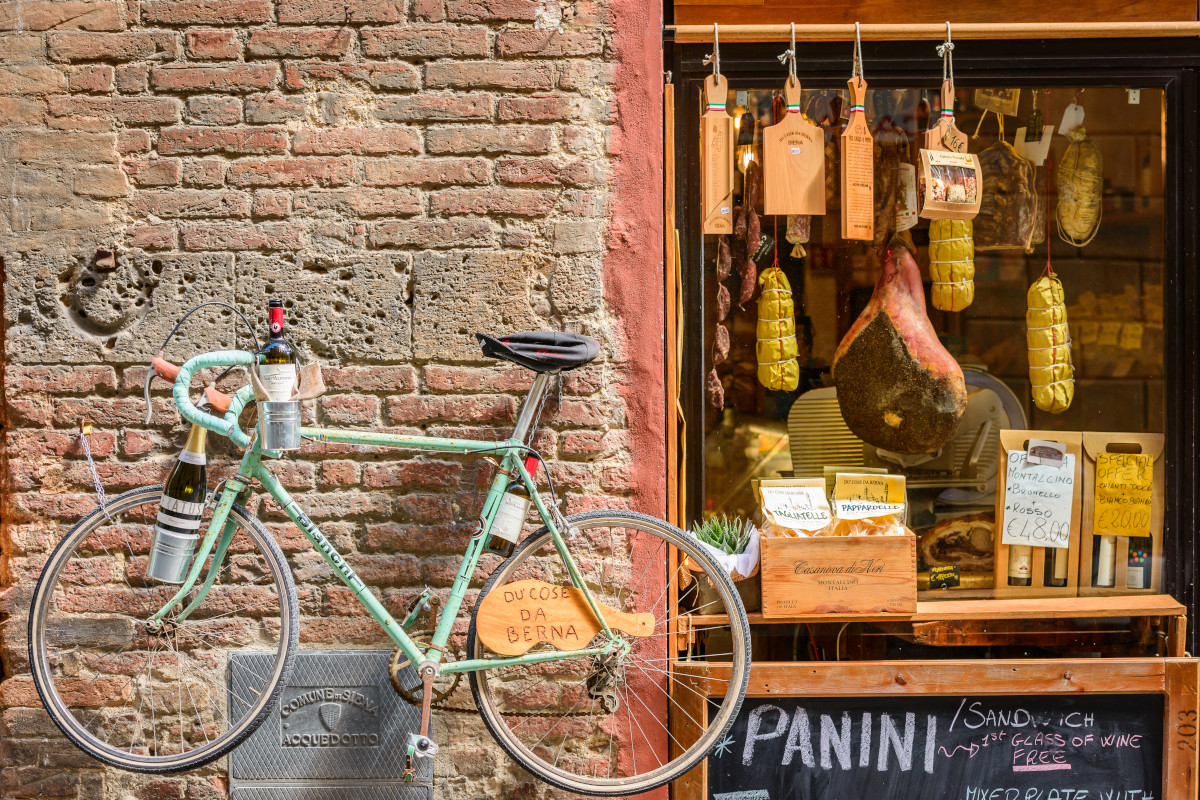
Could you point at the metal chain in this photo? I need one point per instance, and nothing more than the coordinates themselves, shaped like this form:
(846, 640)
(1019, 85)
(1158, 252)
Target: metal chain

___

== TASK STATEMENT ==
Say how many lines in the entries include the string "metal", and write nothing besides that number.

== RESULT FOR THIS EXERCISE ==
2